» **How to complete this task**
Wherever the word "shown" turns up in a line of the entries, copy that line.

[Stored items from a collection]
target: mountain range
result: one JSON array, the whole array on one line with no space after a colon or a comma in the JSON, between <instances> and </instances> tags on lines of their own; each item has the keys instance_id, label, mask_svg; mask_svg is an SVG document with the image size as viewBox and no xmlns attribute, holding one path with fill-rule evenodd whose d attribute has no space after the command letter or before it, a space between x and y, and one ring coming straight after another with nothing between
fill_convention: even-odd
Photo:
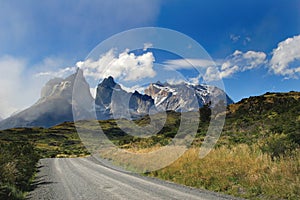
<instances>
[{"instance_id":1,"label":"mountain range","mask_svg":"<svg viewBox=\"0 0 300 200\"><path fill-rule=\"evenodd\" d=\"M74 96L74 85L80 94ZM77 69L69 77L54 78L42 88L40 99L31 107L0 122L0 129L13 127L50 127L64 121L91 119L93 114L99 120L111 118L135 119L149 113L166 110L195 111L206 104L233 101L221 89L209 85L191 85L188 83L150 83L145 94L137 91L127 92L113 77L105 78L98 84L95 99L90 87ZM213 100L213 101L212 101ZM76 109L72 109L76 105Z\"/></svg>"}]
</instances>

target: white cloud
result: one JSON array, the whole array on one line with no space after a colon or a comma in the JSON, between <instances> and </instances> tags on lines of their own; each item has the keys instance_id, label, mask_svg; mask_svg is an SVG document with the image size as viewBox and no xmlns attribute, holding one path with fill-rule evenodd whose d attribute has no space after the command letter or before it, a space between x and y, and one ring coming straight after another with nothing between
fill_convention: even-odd
<instances>
[{"instance_id":1,"label":"white cloud","mask_svg":"<svg viewBox=\"0 0 300 200\"><path fill-rule=\"evenodd\" d=\"M246 53L243 53L236 50L225 60L218 62L217 68L207 68L204 79L206 81L213 81L229 78L238 72L252 70L261 67L266 63L266 54L264 52L247 51Z\"/></svg>"},{"instance_id":2,"label":"white cloud","mask_svg":"<svg viewBox=\"0 0 300 200\"><path fill-rule=\"evenodd\" d=\"M164 65L166 69L169 70L193 69L195 67L206 69L207 67L214 66L215 63L212 60L187 58L187 59L167 60L164 62Z\"/></svg>"},{"instance_id":3,"label":"white cloud","mask_svg":"<svg viewBox=\"0 0 300 200\"><path fill-rule=\"evenodd\" d=\"M63 69L59 69L58 71L47 71L47 72L39 72L36 76L48 76L48 77L66 77L70 74L76 72L76 67L67 67Z\"/></svg>"},{"instance_id":4,"label":"white cloud","mask_svg":"<svg viewBox=\"0 0 300 200\"><path fill-rule=\"evenodd\" d=\"M76 66L83 69L85 76L95 80L112 76L125 81L136 81L156 75L153 69L154 61L152 52L136 56L125 50L116 56L111 49L96 61L88 59L77 62Z\"/></svg>"},{"instance_id":5,"label":"white cloud","mask_svg":"<svg viewBox=\"0 0 300 200\"><path fill-rule=\"evenodd\" d=\"M221 78L220 71L216 67L208 67L203 77L205 82L218 81Z\"/></svg>"},{"instance_id":6,"label":"white cloud","mask_svg":"<svg viewBox=\"0 0 300 200\"><path fill-rule=\"evenodd\" d=\"M35 102L46 80L32 76L27 61L10 55L0 57L0 115L9 117Z\"/></svg>"},{"instance_id":7,"label":"white cloud","mask_svg":"<svg viewBox=\"0 0 300 200\"><path fill-rule=\"evenodd\" d=\"M135 92L135 91L138 91L140 94L144 94L144 92L145 92L145 89L147 88L147 86L140 86L140 85L134 85L134 86L132 86L132 87L126 87L126 86L124 86L123 84L121 84L121 83L118 83L120 86L121 86L121 88L123 89L123 90L125 90L125 91L127 91L127 92Z\"/></svg>"},{"instance_id":8,"label":"white cloud","mask_svg":"<svg viewBox=\"0 0 300 200\"><path fill-rule=\"evenodd\" d=\"M257 51L247 51L243 53L236 50L225 60L225 63L228 65L227 68L238 66L240 71L255 69L267 63L266 54Z\"/></svg>"},{"instance_id":9,"label":"white cloud","mask_svg":"<svg viewBox=\"0 0 300 200\"><path fill-rule=\"evenodd\" d=\"M74 72L75 67L55 71L57 67L64 66L63 63L63 59L49 57L29 68L24 58L0 56L0 116L6 118L31 106L39 99L41 89L49 79ZM42 70L46 72L40 72Z\"/></svg>"},{"instance_id":10,"label":"white cloud","mask_svg":"<svg viewBox=\"0 0 300 200\"><path fill-rule=\"evenodd\" d=\"M15 94L20 92L20 77L25 69L24 59L15 59L11 56L0 57L0 114L7 117L16 111L13 105Z\"/></svg>"},{"instance_id":11,"label":"white cloud","mask_svg":"<svg viewBox=\"0 0 300 200\"><path fill-rule=\"evenodd\" d=\"M291 66L298 61L296 66ZM277 75L297 78L300 75L300 35L280 42L273 50L270 60L270 70Z\"/></svg>"},{"instance_id":12,"label":"white cloud","mask_svg":"<svg viewBox=\"0 0 300 200\"><path fill-rule=\"evenodd\" d=\"M204 59L175 59L164 62L166 69L192 69L194 67L204 69L204 74L199 74L197 77L190 78L189 81L196 83L203 76L207 82L213 80L220 80L222 78L229 78L237 72L251 70L266 64L266 54L264 52L247 51L243 53L236 50L232 55L224 60Z\"/></svg>"},{"instance_id":13,"label":"white cloud","mask_svg":"<svg viewBox=\"0 0 300 200\"><path fill-rule=\"evenodd\" d=\"M233 67L224 69L220 72L221 78L227 78L235 74L236 72L239 71L239 67L237 65L234 65Z\"/></svg>"},{"instance_id":14,"label":"white cloud","mask_svg":"<svg viewBox=\"0 0 300 200\"><path fill-rule=\"evenodd\" d=\"M192 80L189 80L191 83L193 83L193 78L191 78ZM181 79L181 78L172 78L172 79L168 79L167 83L170 83L172 85L177 85L177 84L181 84L181 83L185 83L186 80Z\"/></svg>"}]
</instances>

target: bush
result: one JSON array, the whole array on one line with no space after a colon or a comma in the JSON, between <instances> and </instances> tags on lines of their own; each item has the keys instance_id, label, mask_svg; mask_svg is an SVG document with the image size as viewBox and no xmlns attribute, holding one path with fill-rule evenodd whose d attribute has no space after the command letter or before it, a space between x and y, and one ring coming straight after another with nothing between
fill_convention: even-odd
<instances>
[{"instance_id":1,"label":"bush","mask_svg":"<svg viewBox=\"0 0 300 200\"><path fill-rule=\"evenodd\" d=\"M260 148L264 153L268 153L271 158L278 159L282 156L291 155L297 147L286 134L274 134L265 139Z\"/></svg>"},{"instance_id":2,"label":"bush","mask_svg":"<svg viewBox=\"0 0 300 200\"><path fill-rule=\"evenodd\" d=\"M39 158L30 143L0 143L0 199L22 198Z\"/></svg>"}]
</instances>

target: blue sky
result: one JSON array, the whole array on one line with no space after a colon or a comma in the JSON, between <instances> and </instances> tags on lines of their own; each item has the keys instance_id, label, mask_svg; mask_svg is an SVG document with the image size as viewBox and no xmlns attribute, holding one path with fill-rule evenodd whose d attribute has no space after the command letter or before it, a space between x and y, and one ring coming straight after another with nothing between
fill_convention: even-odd
<instances>
[{"instance_id":1,"label":"blue sky","mask_svg":"<svg viewBox=\"0 0 300 200\"><path fill-rule=\"evenodd\" d=\"M0 116L32 105L47 80L71 73L103 40L147 26L201 44L234 101L300 91L299 10L298 0L2 1Z\"/></svg>"}]
</instances>

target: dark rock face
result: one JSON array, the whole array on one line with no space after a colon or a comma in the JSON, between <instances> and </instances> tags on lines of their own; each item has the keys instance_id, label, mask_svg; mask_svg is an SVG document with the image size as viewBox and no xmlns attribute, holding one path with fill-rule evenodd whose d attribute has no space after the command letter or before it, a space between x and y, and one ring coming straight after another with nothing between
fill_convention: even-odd
<instances>
[{"instance_id":1,"label":"dark rock face","mask_svg":"<svg viewBox=\"0 0 300 200\"><path fill-rule=\"evenodd\" d=\"M97 119L135 118L148 114L153 105L154 101L150 96L126 92L112 77L105 78L97 87Z\"/></svg>"},{"instance_id":2,"label":"dark rock face","mask_svg":"<svg viewBox=\"0 0 300 200\"><path fill-rule=\"evenodd\" d=\"M76 78L77 77L77 78ZM64 121L73 121L72 93L76 78L76 87L81 87L80 101L92 105L93 98L89 92L89 85L83 77L82 71L66 79L50 80L42 89L41 98L31 107L0 122L0 129L13 127L50 127ZM74 97L73 97L74 98ZM73 99L74 100L74 99ZM77 99L79 101L79 99ZM76 104L76 101L73 103ZM79 111L84 116L83 109Z\"/></svg>"},{"instance_id":3,"label":"dark rock face","mask_svg":"<svg viewBox=\"0 0 300 200\"><path fill-rule=\"evenodd\" d=\"M135 118L149 111L197 111L204 105L220 101L231 104L226 93L213 86L187 83L151 83L145 94L126 92L112 77L105 78L97 88L95 107L98 119Z\"/></svg>"}]
</instances>

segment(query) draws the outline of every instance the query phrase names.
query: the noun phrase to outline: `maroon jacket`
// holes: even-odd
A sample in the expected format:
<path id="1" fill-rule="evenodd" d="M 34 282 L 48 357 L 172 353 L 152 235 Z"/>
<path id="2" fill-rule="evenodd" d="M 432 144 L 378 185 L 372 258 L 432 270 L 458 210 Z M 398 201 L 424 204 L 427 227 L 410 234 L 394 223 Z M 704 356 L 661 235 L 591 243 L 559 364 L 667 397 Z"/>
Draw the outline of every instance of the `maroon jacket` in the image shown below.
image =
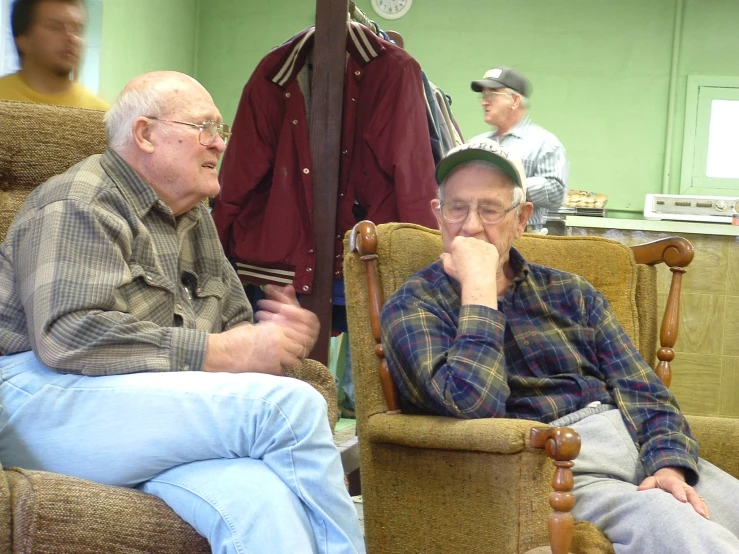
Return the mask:
<path id="1" fill-rule="evenodd" d="M 221 164 L 213 218 L 242 281 L 313 289 L 313 172 L 308 142 L 306 56 L 314 29 L 272 50 L 241 95 Z M 418 63 L 405 51 L 348 25 L 335 277 L 355 200 L 375 223 L 436 227 L 434 161 Z"/>

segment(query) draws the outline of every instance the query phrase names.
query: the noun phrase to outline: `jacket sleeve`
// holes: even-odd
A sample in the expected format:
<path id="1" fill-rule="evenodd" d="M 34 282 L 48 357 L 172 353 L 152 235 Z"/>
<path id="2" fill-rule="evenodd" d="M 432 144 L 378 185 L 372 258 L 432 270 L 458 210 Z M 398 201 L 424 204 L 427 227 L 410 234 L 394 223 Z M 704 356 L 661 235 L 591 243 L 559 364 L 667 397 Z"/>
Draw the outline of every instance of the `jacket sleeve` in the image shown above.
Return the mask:
<path id="1" fill-rule="evenodd" d="M 213 205 L 213 220 L 229 257 L 231 227 L 271 171 L 280 131 L 282 89 L 266 78 L 262 65 L 244 87 L 218 173 L 221 192 Z"/>
<path id="2" fill-rule="evenodd" d="M 393 179 L 400 221 L 435 229 L 435 166 L 418 63 L 408 58 L 393 68 L 382 91 L 387 100 L 378 102 L 368 145 Z"/>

» **Output of the exercise**
Draw the outline of every instance of the `maroon jacket` in the image shown below.
Draw the outline of every instance of the `jacket sleeve` in the image shown above.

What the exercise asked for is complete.